- **Task goal**: Can you restate the records below word for word?

- - - - -

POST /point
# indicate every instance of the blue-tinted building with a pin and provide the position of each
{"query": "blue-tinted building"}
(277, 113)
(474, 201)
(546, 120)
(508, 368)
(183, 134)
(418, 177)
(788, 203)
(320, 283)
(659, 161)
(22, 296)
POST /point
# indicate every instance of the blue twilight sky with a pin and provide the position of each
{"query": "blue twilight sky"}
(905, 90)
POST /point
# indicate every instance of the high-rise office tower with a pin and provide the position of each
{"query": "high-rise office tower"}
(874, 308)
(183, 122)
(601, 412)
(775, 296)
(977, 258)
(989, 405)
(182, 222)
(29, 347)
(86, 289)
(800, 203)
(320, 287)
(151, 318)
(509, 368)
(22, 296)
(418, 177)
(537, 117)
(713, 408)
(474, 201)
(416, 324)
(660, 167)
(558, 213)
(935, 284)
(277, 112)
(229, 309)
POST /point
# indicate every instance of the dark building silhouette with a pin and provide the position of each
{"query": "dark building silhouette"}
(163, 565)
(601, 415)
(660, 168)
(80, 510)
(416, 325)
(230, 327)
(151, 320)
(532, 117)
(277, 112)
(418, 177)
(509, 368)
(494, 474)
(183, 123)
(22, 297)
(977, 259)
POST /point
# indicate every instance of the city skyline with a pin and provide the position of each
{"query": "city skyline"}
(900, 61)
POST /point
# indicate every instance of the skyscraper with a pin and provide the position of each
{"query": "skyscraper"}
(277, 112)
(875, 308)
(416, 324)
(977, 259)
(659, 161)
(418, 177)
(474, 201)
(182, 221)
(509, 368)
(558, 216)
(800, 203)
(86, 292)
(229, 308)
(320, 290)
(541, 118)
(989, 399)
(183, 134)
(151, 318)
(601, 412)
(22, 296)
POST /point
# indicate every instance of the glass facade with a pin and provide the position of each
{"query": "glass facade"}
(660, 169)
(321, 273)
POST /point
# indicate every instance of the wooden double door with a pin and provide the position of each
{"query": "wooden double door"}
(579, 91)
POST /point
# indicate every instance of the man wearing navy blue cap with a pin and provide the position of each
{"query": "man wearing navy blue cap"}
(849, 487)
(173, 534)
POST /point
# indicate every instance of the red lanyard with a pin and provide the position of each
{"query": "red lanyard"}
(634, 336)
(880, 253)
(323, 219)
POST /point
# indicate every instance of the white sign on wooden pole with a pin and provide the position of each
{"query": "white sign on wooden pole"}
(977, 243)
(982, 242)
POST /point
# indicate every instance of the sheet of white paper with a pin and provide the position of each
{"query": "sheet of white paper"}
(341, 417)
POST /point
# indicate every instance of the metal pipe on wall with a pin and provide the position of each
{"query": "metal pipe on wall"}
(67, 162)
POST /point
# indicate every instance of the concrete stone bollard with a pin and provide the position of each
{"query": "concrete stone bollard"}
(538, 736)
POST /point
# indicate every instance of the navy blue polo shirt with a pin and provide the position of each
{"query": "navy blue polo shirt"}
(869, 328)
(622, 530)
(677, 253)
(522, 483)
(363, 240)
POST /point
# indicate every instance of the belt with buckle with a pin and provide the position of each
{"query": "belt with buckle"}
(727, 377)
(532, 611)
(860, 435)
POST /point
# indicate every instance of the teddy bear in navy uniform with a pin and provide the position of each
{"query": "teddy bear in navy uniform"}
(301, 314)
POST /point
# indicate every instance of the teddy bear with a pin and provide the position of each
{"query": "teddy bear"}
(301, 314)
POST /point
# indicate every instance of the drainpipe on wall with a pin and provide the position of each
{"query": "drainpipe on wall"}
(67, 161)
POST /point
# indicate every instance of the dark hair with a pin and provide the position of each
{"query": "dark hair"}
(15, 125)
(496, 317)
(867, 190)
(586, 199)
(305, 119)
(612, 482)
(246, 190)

- - - - -

- **Answer to the exercise**:
POST /point
# indicate every instance of the blue-tinted building with a pin and provide the position of each
{"query": "blue-tinted building"}
(277, 113)
(474, 201)
(546, 120)
(508, 368)
(183, 134)
(418, 177)
(788, 203)
(320, 283)
(659, 161)
(22, 296)
POST /point
# indicate every instance of the blue twilight sky with a pin and provide the position of each
{"query": "blue twilight sky"}
(905, 90)
POST /point
# indicate every instance of the high-rise office tower with a pin and provide the position of each
{"query": "high-rise office tower"}
(874, 308)
(183, 122)
(601, 412)
(775, 296)
(977, 258)
(989, 405)
(182, 222)
(29, 347)
(86, 289)
(800, 203)
(320, 287)
(151, 318)
(509, 368)
(22, 296)
(418, 177)
(537, 117)
(713, 408)
(474, 201)
(416, 324)
(660, 167)
(558, 213)
(935, 284)
(277, 112)
(229, 309)
POST /point
# indicate every instance of the dark building silhouette with a pin and provide the position of each
{"query": "dark building silhouette"}
(163, 565)
(601, 415)
(660, 168)
(80, 510)
(416, 325)
(230, 327)
(151, 320)
(532, 117)
(277, 112)
(418, 177)
(509, 368)
(494, 474)
(183, 123)
(22, 297)
(977, 259)
POST /point
# indicate every instance of the city skyline with a pin and provide the position of each
{"query": "city skyline"}
(900, 61)
POST /point
# indicate every instance of the skyscraper with a pin and provide the position of each
{"query": "skyscraper"}
(277, 112)
(875, 308)
(416, 324)
(977, 259)
(659, 161)
(418, 177)
(474, 201)
(182, 221)
(509, 368)
(558, 216)
(800, 203)
(86, 292)
(229, 308)
(320, 290)
(541, 118)
(989, 399)
(183, 134)
(151, 318)
(601, 412)
(22, 296)
POST /point
# indicate every instance of the glass facade with a pin and provide the position of each
{"query": "glass facade"}
(660, 169)
(321, 273)
POST /point
# indicate every instance of the wooden double door with a pin and provide the position of each
{"query": "wooden double door"}
(579, 91)
POST /point
# indicate every instance of the man wearing navy blue cap with a pin and provide the position of each
{"query": "man wearing navy blue cap"}
(849, 487)
(173, 534)
POST /point
# indicate every instance of the red lanyard with a pin and provide the position of each
{"query": "red lanyard"}
(634, 336)
(880, 253)
(323, 219)
POST /point
# indicate every instance of the white sign on wooden pole with a pin and provide the position of each
{"query": "white sign on wooden pole"}
(977, 243)
(982, 242)
POST /point
# indicate every instance of the sheet of white paper with a pin and provide the position of each
{"query": "sheet of white paper"}
(341, 417)
POST /point
# indicate every instance of the metal pipe on wall with a pin and provide the position of each
{"query": "metal pipe on wall"}
(67, 162)
POST /point
# indicate every instance of the concrete stone bollard with a pin and provide the position of each
{"query": "concrete stone bollard"}
(538, 736)
POST /point
# indicate every instance of the navy blue polo shirt with a pin and provide the position of each
{"query": "navy blue polo shirt"}
(869, 328)
(622, 530)
(677, 253)
(522, 483)
(363, 240)
POST /point
# indicate every instance of the belt with buckle with a pin and provide the position of each
{"query": "belt with buckle"}
(727, 377)
(532, 611)
(860, 435)
POST /point
# indicate every instance of the teddy bear in navy uniform with a pin and provide the position of each
{"query": "teddy bear in navy uniform"}
(301, 314)
POST /point
# indicate every instance of the teddy bear with a pin and provide the position of each
{"query": "teddy bear"}
(301, 314)
POST /point
# indicate every instance of the drainpipe on wall with a pin and provide the position of each
{"query": "drainpipe on wall"}
(67, 161)
POST /point
# indicate every instance of the dark hair with a pin and provide the position of each
{"query": "dark hair"}
(15, 125)
(496, 317)
(867, 190)
(586, 199)
(305, 119)
(612, 482)
(246, 190)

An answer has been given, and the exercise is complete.